Top of Records shown

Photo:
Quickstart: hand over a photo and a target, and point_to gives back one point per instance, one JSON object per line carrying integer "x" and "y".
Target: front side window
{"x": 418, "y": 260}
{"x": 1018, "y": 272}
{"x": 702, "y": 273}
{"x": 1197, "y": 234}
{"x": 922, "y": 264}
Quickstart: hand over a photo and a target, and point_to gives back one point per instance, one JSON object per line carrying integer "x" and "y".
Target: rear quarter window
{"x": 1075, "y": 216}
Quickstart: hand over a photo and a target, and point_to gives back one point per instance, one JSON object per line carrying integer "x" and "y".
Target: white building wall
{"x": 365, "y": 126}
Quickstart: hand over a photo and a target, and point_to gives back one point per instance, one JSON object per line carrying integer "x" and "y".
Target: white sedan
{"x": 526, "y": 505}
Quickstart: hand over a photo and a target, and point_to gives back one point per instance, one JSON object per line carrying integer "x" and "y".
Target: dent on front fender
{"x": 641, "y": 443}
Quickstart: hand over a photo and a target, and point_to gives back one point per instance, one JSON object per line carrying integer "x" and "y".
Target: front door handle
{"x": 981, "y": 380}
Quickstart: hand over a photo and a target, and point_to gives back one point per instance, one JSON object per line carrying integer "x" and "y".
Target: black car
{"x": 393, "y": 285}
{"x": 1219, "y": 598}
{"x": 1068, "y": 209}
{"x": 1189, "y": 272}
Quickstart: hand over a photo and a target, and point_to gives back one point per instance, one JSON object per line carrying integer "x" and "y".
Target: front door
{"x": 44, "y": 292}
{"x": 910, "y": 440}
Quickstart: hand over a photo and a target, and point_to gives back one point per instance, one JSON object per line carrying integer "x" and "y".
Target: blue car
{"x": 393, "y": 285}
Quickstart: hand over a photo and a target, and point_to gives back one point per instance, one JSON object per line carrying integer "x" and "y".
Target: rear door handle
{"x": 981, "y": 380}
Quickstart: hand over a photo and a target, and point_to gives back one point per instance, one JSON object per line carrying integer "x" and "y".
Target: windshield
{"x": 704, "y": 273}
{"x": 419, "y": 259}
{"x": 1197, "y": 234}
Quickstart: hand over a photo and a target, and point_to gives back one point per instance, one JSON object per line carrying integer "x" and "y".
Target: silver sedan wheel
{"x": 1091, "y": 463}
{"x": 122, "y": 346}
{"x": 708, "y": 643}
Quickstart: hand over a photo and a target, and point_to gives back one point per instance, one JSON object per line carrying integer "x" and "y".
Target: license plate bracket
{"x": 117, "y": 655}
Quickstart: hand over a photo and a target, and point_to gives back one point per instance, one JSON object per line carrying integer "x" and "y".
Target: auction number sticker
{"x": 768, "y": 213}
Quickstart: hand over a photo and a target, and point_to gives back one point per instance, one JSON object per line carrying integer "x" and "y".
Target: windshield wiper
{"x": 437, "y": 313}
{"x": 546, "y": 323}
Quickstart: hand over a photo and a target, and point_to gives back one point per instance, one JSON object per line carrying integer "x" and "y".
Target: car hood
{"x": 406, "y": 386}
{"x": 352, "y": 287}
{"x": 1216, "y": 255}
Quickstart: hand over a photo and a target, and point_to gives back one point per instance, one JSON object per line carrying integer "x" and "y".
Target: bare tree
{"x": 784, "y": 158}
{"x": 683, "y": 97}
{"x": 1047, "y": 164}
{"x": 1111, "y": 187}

Bottom of Records shown

*What the task requires*. Output each line of the entries exactly, so that nothing is lost.

*Reply*.
Photo:
Quickstart: hand over a photo and a target, and point_to gives back one point per instance, one JSON object per line carrying integer "x" and "y".
Target: front side window
{"x": 418, "y": 260}
{"x": 1018, "y": 272}
{"x": 702, "y": 273}
{"x": 1197, "y": 234}
{"x": 922, "y": 264}
Quickstart: hand over a photo and a target, and point_to gives back one point per instance, one JSON object per line carrying integer "x" and "y".
Target: rear quarter window
{"x": 1075, "y": 216}
Quickstart: hand over a photo and a target, and point_to gives back one point per instance, one JSON object per line carrying integer "x" and "y".
Target: white building wall
{"x": 365, "y": 126}
Quickstart: hand over a photo and a target, and point_to gives back one point per instance, one JSON object per line carrying integer "x" and "y".
Target: white sedan
{"x": 526, "y": 505}
Quickstart: hand over a photo and a target, and point_to gives back one point per instance, one JSON object per line carrying integer "x" and "y".
Target: dent on front fender
{"x": 641, "y": 443}
Quickstart: hand over a photo and a target, and point_to gives back one point per instance, one JSON object per line carrying integer "x" and "y".
Target: front door handle
{"x": 981, "y": 380}
Quickstart: hand over a photo and a target, and point_to gives back one point per instance, one JSON object per line carrying integer "x" and "y".
Target: black car
{"x": 393, "y": 285}
{"x": 1219, "y": 598}
{"x": 1068, "y": 209}
{"x": 1189, "y": 272}
Quickstart: hand over a photo and a target, and point_to gives back one point per instance, one JSON object per line carrying integer "x" and "y".
Target: front door
{"x": 44, "y": 292}
{"x": 910, "y": 440}
Quickstart: hand over a photo and a target, and point_to gives back one point per instance, one JSON object per line carrying integer "x" and "y".
Target: blue car
{"x": 393, "y": 285}
Quickstart: hand over a photo and a target, and point_to gives back one point per instance, one JSON object per line carrying integer "x" and "y".
Target: rear door handle
{"x": 981, "y": 380}
Quickstart: hand over a photo and a target, and point_to gives back one point per instance, one JSON object per line carrying integer "x" and "y".
Target: windshield
{"x": 704, "y": 273}
{"x": 419, "y": 259}
{"x": 1197, "y": 234}
Quickstart: hand over a photo and a target, and point_to gives back one point per instance, one JSON object per line carrying integer "x" and "y".
Target: silver sedan wheel
{"x": 1091, "y": 463}
{"x": 122, "y": 346}
{"x": 708, "y": 643}
Quickstart: hand over a photo and a target, and point_to gives back one point per instance, one JSON object per line carrying integer "x" and "y".
Target: license plate bracket
{"x": 117, "y": 655}
Quickstart: hand over a photo and a target, and point_to gives back one point per instance, one JSON object per line carrying integer "x" and "y".
Target: auction number sticker
{"x": 768, "y": 213}
Quickstart: hand over a photo and a target, and point_to gives back one point per instance, one JSON object per line carrying integer "x" and "y".
Target: windshield wiper
{"x": 437, "y": 313}
{"x": 546, "y": 323}
Quickstart: hand over a photo and a target, and point_to gives back one point per instance, one JSON object per line carrying integer "x" and "y".
Target: car hood
{"x": 406, "y": 386}
{"x": 352, "y": 287}
{"x": 1216, "y": 255}
Quickstart: hand over a photo and a target, and point_to gives back one point per instance, one JSON object per line carrying integer "x" and "y".
Target: bare tree
{"x": 784, "y": 158}
{"x": 683, "y": 97}
{"x": 1047, "y": 164}
{"x": 1111, "y": 187}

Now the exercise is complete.